[TASK INPUTS]:
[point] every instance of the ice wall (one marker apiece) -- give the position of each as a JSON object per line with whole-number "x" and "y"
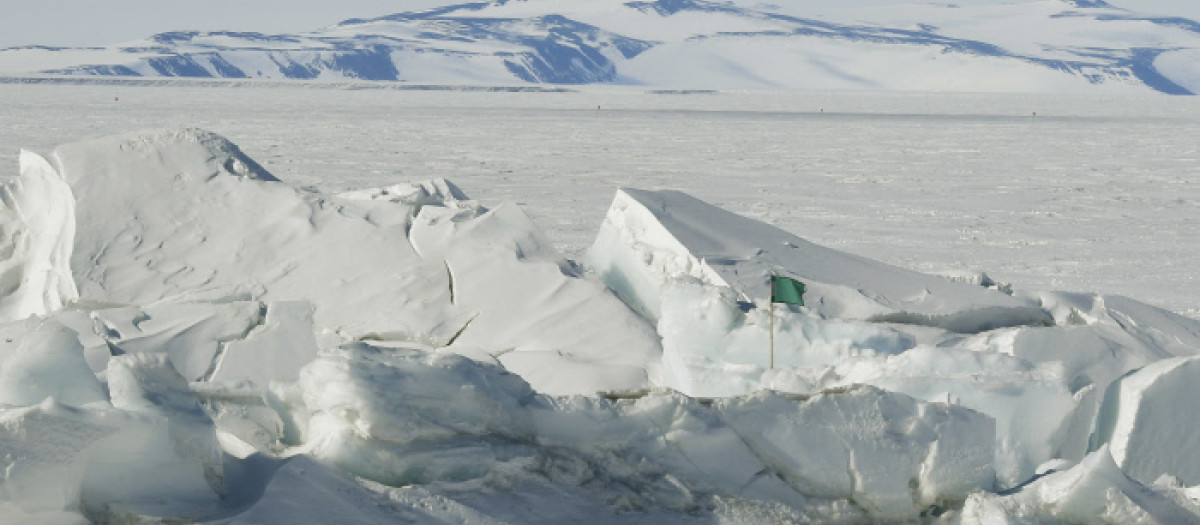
---
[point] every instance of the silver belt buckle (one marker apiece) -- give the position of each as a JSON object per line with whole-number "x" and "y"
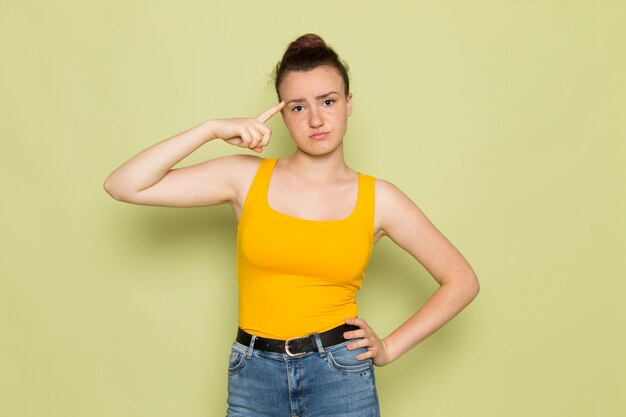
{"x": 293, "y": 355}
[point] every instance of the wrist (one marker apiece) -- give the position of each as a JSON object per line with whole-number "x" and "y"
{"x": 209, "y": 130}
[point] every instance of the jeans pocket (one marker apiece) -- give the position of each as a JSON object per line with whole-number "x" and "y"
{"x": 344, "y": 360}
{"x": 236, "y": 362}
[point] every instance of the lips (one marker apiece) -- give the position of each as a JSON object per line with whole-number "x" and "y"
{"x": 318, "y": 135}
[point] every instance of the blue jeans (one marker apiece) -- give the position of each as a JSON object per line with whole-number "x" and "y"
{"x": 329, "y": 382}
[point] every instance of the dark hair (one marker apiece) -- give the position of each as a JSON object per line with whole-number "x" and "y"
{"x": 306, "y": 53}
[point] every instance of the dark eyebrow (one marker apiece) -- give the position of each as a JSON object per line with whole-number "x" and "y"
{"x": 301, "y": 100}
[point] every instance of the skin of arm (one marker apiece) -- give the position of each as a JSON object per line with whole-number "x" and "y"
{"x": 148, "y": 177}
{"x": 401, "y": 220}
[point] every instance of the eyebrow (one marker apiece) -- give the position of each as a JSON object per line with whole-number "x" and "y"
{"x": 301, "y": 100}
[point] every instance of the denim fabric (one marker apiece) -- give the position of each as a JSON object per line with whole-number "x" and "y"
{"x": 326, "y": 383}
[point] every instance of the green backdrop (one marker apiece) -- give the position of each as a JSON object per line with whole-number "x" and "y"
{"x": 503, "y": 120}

[INSTRUCTIONS TO FOLLOW]:
How many lines in the listing above contain the string "jeans"? Case counts. Reply with the number alone.

[WRITTEN RESPONSE]:
2